▶ TASK TO COMPLETE
List every inventory level, in days, that the article on tea production and floods gives, with what each figure describes.

Floods in eastern India and Covid-19 impact tea production; prices rise


Tea production has taken a hit of at least 10 per cent bringing down inventory levels, due to the floods in Assam. Fall in production, coupled with impact of extreme weather on inventory, has led to tea prices rising by anywhere between Rs 100 per kg to Rs 150 per kg at farm gate and wholesale levels. From a normal inventory of 90-100 days and a peak of 140-150 days, current inventory levels with the industry stand at mere 40-50 days. 

Fresh and peak tea production takes place during March to June which has fallen due to lockdown by anywhere between 140 million kg to 170 million kg. The annual tea production in India stands at roughly 1.35 billion kg.

The Siliguri auction average price which was Rs 159 per kg garden tea in 2019, has now increased to Rs 241 per kg, while that for Assam auction average rose from Rs 175 per kg last year to Rs 278 per kg this year. Currently, West Bengal and Siliguri garden tea prices are averaging from Rs 240 per kg to Rs 350 per kg. The impact of extreme weather on the inventory lying in warehouses in Assam and West Bengal is also behind the price rise.

Industry representatives say that the recent floods in Assam have only added to the woes that began with the lockdown, announced in the country in March to curb the spread of the Covid-19 pandemic. Apparently, March to June is the period when most of the fresh tea is produced for the year. However, due to lockdown, there has been a major fall in production, which was also aggravated by unfavourable weather.

The price hike, however, has been offset by loss in production, thereby bringing down the overall revenue for the tea companies and traders. Overall, there has been a 40 per cent fall in production till June due to the lockdown. Tea production fell after plucking came to a halt due to the prolonged lockdown, which led to leaves growing beyond a desirable size. As a result, instead of plucking, plantations had to resort to skiffing (removal of large tea leaves from the top), leading to loss of crop.

Data items
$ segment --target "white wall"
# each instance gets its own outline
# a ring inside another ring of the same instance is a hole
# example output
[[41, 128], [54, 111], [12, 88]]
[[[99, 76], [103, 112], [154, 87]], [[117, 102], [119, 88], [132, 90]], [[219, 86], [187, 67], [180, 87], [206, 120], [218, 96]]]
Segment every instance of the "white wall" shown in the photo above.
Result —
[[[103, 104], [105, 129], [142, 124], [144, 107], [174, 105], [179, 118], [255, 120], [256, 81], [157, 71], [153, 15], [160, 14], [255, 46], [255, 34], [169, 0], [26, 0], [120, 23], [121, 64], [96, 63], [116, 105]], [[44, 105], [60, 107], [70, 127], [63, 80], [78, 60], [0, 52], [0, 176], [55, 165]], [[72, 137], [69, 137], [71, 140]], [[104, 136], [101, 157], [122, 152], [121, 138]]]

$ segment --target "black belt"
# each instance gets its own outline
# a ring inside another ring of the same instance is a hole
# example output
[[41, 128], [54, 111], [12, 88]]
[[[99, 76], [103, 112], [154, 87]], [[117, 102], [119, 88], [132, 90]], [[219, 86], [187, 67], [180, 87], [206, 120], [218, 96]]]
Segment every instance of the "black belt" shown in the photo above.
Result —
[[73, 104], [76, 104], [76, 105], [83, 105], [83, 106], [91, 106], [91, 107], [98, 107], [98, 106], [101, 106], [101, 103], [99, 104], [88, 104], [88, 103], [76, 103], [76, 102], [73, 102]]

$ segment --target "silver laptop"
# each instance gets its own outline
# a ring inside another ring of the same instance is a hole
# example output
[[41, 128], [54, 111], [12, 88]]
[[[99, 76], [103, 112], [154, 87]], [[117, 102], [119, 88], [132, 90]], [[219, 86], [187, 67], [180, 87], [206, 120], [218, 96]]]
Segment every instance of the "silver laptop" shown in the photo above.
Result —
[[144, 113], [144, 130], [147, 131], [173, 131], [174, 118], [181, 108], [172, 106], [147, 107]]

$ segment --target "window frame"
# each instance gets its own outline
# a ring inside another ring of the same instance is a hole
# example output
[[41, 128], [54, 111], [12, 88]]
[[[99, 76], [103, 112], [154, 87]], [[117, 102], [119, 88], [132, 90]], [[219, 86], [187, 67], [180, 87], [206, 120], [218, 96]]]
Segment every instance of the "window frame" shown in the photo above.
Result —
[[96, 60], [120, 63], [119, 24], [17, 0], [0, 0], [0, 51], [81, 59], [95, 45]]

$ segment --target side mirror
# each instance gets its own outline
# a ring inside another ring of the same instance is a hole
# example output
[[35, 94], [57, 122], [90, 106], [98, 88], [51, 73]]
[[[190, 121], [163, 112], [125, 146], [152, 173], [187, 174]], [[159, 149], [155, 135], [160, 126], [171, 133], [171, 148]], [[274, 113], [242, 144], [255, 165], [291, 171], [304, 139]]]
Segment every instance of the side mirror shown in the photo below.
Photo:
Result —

▶ ANSWER SECTION
- Normal inventory: 90-100 days
- Peak inventory: 140-150 days
- Current inventory with the industry: 40-50 days